#### Dataset records
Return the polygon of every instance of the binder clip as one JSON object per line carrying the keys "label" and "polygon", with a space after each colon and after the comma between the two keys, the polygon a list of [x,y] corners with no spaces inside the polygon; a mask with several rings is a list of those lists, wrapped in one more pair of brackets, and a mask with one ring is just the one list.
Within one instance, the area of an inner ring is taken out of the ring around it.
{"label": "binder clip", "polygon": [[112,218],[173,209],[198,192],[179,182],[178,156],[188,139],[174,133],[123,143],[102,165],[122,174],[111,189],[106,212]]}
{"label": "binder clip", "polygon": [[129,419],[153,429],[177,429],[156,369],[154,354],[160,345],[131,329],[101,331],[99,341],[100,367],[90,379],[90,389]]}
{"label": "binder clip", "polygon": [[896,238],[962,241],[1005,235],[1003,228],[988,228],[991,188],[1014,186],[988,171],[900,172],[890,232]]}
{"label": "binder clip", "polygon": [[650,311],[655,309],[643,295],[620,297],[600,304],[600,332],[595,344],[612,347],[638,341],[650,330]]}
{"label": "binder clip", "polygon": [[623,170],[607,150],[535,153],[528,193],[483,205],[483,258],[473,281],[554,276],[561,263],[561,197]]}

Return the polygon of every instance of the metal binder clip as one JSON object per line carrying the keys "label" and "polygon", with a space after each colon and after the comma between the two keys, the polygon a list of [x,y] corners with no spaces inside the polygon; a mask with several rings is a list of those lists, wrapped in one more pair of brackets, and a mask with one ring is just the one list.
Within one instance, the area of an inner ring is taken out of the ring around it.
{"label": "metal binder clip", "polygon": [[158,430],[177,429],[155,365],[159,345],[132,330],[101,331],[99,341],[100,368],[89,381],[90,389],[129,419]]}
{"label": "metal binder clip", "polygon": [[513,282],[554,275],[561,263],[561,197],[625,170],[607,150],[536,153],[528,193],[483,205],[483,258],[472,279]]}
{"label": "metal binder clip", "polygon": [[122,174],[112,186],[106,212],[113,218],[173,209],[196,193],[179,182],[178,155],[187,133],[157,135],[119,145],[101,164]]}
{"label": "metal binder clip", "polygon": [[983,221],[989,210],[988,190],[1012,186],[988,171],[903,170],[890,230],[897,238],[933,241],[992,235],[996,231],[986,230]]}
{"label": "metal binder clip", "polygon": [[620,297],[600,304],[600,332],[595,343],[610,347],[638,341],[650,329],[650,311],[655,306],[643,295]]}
########
● Description of the task
Set out the complete listing exactly as shown.

● Exercise solution
Return the polygon of every instance of the binder clip as one JSON object per line carrying the keys "label" and "polygon", with a space after each colon and after the comma between the two keys, the polygon a list of [x,y] corners with no spaces inside the polygon; a mask with several rings is a list of those lists, wrapped in one more pair of brackets, and a mask with one ring is just the one list.
Within one instance, the area of an inner ring is taken out of the ring around it.
{"label": "binder clip", "polygon": [[112,218],[173,209],[198,192],[179,182],[178,156],[188,139],[174,133],[123,143],[102,165],[122,174],[111,189],[106,212]]}
{"label": "binder clip", "polygon": [[129,419],[153,429],[177,429],[156,369],[154,354],[160,345],[131,329],[101,331],[99,341],[100,367],[90,379],[90,389]]}
{"label": "binder clip", "polygon": [[896,238],[962,241],[1005,235],[1003,228],[988,228],[991,188],[1014,186],[988,171],[900,172],[890,232]]}
{"label": "binder clip", "polygon": [[650,311],[655,309],[643,295],[620,297],[600,304],[600,332],[595,344],[612,347],[638,341],[650,330]]}
{"label": "binder clip", "polygon": [[623,170],[607,150],[535,153],[528,193],[483,205],[483,258],[473,281],[554,276],[561,263],[561,197]]}

Return the polygon of every instance of the metal binder clip as one JSON object per line carrying the keys "label" and "polygon", with a space after each colon and after the comma between the two keys, the polygon a list of [x,y] corners with no spaces inside the polygon; a mask with several rings is a list of those lists, wrapped in one more pair of brackets, and a mask with one ring is just the one list.
Within one instance, the area of an inner ring is taken out of the ring around it.
{"label": "metal binder clip", "polygon": [[158,430],[177,429],[155,365],[159,345],[132,330],[101,331],[99,341],[100,368],[89,381],[90,389],[129,419]]}
{"label": "metal binder clip", "polygon": [[513,282],[554,275],[561,263],[561,197],[625,170],[607,150],[536,153],[528,193],[483,205],[483,258],[472,279]]}
{"label": "metal binder clip", "polygon": [[122,174],[112,186],[106,212],[113,218],[173,209],[196,193],[179,182],[178,155],[187,133],[157,135],[119,145],[101,164]]}
{"label": "metal binder clip", "polygon": [[983,221],[989,210],[988,190],[1012,186],[988,171],[903,170],[890,230],[897,238],[933,241],[992,235],[996,231],[986,230]]}
{"label": "metal binder clip", "polygon": [[620,297],[600,304],[600,332],[595,343],[610,347],[638,341],[650,329],[650,311],[655,306],[643,295]]}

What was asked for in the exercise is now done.